> **Task item**:
All lines from the one including "Can you find the camouflage" to the bottom of the entries below should be repeated exactly, both ends kept.
--- Material provided Enclosed Below ---
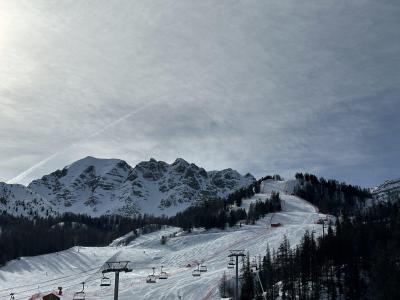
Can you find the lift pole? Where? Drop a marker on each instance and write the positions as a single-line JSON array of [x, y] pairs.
[[116, 267], [237, 254], [116, 285]]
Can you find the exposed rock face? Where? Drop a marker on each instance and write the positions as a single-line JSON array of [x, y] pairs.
[[111, 186]]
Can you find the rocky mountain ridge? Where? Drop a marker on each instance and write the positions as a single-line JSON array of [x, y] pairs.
[[97, 187]]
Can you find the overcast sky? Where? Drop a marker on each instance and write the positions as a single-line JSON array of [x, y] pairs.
[[259, 86]]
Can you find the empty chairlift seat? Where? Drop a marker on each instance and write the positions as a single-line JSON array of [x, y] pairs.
[[196, 273], [79, 296], [163, 274], [151, 279], [203, 268], [105, 281]]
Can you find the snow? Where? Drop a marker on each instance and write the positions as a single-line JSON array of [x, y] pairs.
[[96, 187], [388, 190], [69, 268]]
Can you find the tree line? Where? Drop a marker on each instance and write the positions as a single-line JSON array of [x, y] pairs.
[[22, 236], [331, 196], [358, 260], [28, 236]]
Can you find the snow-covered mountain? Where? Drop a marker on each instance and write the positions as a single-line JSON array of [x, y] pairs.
[[18, 200], [111, 186], [178, 256], [389, 190]]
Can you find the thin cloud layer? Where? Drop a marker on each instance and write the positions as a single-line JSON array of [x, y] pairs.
[[260, 86]]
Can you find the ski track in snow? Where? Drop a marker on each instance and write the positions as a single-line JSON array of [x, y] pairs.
[[30, 274]]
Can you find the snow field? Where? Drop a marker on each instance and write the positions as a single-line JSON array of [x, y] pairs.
[[69, 268]]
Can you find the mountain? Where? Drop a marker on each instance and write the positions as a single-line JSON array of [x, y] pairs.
[[389, 190], [18, 200], [111, 186]]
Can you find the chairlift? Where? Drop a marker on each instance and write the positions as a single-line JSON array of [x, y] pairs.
[[151, 278], [203, 268], [231, 264], [163, 274], [254, 263], [81, 294], [105, 281], [196, 273]]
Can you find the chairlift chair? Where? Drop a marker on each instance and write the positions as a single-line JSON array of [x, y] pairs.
[[203, 268], [105, 281], [163, 274], [231, 263], [254, 263], [151, 278], [80, 295], [196, 273]]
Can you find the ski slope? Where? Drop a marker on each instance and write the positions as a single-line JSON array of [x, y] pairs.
[[30, 277]]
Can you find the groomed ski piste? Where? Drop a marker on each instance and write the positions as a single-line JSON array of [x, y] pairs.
[[33, 277]]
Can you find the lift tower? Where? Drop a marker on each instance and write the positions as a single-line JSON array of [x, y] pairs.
[[116, 267], [237, 254]]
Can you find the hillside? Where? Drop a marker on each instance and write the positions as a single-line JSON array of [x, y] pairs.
[[97, 187], [69, 268], [389, 190]]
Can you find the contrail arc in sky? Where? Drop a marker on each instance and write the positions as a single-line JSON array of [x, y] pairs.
[[25, 173]]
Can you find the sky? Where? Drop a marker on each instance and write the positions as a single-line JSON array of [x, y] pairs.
[[261, 86]]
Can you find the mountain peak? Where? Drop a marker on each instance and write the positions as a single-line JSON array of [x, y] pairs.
[[98, 186]]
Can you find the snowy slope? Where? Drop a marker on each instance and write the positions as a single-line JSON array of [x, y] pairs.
[[111, 186], [210, 247], [389, 190], [18, 200]]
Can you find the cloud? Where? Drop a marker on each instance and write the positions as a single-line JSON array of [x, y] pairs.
[[261, 86]]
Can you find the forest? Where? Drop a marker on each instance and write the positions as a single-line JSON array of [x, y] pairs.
[[330, 195], [23, 236], [358, 260]]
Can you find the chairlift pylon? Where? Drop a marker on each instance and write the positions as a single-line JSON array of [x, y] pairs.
[[105, 281]]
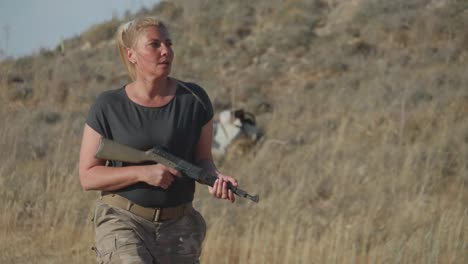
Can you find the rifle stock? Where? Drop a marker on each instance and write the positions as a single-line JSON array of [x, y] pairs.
[[110, 150]]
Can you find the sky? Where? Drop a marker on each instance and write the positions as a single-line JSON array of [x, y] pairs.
[[26, 26]]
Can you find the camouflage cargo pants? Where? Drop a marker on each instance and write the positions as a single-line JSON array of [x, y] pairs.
[[122, 237]]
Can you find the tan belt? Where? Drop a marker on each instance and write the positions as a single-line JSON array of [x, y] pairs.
[[148, 213]]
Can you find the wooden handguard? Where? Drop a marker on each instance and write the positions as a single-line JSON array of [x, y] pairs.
[[110, 150]]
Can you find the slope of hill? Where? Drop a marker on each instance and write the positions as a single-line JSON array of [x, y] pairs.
[[363, 106]]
--- End of Enclosed Material provided ---
> **Reply**:
Can you find the camouflage cargo pants? Where? Drop a marker on each instance and write the positions as a single-line JSON array of [x, y] pairs.
[[122, 237]]
Can you find the tan belt? Where? Drop a marker on each instance and write the positions as a single-line JSON array of [x, y] pairs.
[[148, 213]]
Can you find the wooden handguard? Where? Drop a marker on each instance and write the positions as a single-line JSON array of [x, y] pairs.
[[110, 150]]
Can you find the slope of hill? Where? Drop a marker on each instance and write the positions as a single-line JSON array of [x, y] pairs.
[[363, 106]]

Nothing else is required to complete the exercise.